DOCUMENT TEXT:
Hurricane Punch
- Author: Tim Dorsey
- Language: English
- Series: Serge A. Storms
- Genre: Crime novel
- Publisher: William Morrow (USA) & HarperCollins (UK)
- Publication date: 2007
- Publication place: United States
- Media type: Print (hardback)
- Pages: 368 pp (first edition, hardback)
- ISBN: 978-0-06-082967-4 (first edition, hardback)
- OCLC: 70230773
- Dewey Decimal: 813/.54 22
- LC Class: PS3554.O719 H87 2007
- Preceded by: The Big Bamboo
- Followed by: Atomic Lobster

= Hurricane Punch =

Novel by Tim Dorsey

Hurricane Punch is a novel by Tim Dorsey published in 2007. It follows overly zealous serial killer Serge A. Storms, who is tracking hurricanes all over Florida.

==Plot summary==

Serge is in therapy, coping with the fact he has turned 44. At first he goes on a religious awakening, but then decides to make a comeback...by killing as many people as possible in unusual and disturbing ways. As he does this, hurricane season is in full force, and Serge follows hurricanes like others follow sporting events. Unfortunately for him, another serial killer calling himself "The Eye of the Storm" is following him, and trying to upstage him. The newly freed Agent Mahoney doesn't believe that the killings are the work of two serial killers, but that Serge's unstoppable zeal for life has caused him to snap in two. But that won't stop Serge, and his brain dead friend Coleman, from enjoying every minute of hurricanes A-I.

SUPPLIED INFORMATION:

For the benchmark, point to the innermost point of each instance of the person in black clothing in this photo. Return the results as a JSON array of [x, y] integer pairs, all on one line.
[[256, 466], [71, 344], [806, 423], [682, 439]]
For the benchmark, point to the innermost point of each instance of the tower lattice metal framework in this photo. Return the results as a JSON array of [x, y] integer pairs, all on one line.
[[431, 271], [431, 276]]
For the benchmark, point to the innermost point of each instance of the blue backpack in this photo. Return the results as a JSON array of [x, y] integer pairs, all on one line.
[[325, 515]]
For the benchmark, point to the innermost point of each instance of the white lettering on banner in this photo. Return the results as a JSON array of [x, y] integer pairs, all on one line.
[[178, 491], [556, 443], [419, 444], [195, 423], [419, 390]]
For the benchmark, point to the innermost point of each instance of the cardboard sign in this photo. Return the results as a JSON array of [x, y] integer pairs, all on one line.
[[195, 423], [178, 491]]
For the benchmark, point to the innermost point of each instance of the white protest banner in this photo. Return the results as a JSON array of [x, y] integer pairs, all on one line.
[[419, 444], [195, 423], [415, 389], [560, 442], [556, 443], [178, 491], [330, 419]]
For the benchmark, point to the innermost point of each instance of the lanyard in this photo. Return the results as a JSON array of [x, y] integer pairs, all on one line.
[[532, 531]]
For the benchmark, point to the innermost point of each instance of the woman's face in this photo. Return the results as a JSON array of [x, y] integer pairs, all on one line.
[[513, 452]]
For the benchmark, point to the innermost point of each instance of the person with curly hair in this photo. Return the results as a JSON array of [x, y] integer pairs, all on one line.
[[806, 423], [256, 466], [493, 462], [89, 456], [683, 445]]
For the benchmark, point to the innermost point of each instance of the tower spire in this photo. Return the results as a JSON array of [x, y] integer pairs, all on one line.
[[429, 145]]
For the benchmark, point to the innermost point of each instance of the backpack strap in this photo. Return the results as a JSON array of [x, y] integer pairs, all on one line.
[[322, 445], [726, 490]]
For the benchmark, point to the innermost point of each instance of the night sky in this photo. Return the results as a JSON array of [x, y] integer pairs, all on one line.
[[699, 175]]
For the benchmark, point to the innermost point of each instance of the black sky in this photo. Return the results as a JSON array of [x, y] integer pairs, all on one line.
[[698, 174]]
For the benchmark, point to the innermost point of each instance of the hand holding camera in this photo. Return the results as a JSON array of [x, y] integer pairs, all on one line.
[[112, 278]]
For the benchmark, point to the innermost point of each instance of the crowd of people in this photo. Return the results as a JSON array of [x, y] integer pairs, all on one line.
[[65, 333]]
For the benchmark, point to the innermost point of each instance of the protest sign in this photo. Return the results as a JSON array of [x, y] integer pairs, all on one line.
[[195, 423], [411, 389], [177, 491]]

PROBLEM REQUIREMENTS: Please continue the article on the novel Hurricane Punch above, picking up right after its final sentence.

RESPONSE AREA:
==Drink==
Hurricane Punch is also a drink mentioned several times in the book, invented by Coleman, Serge's drug-addled companion. It is described in chapter Thirteen as Torpedo Juice (Red Bull and Everclear), mixed with "...cranberry juice, pineapple juice, light rum, dark rum, amaretto, blue curaçao, orange passion fruit, a wedge of lime, a leaf of mint, a squirt of triple sec, a splash of Grand Marnier, a dash of grenadine, a pinch of coconut, a sprinkle of sugar, shaved ice. Oh, and a whole bunch of mescaline."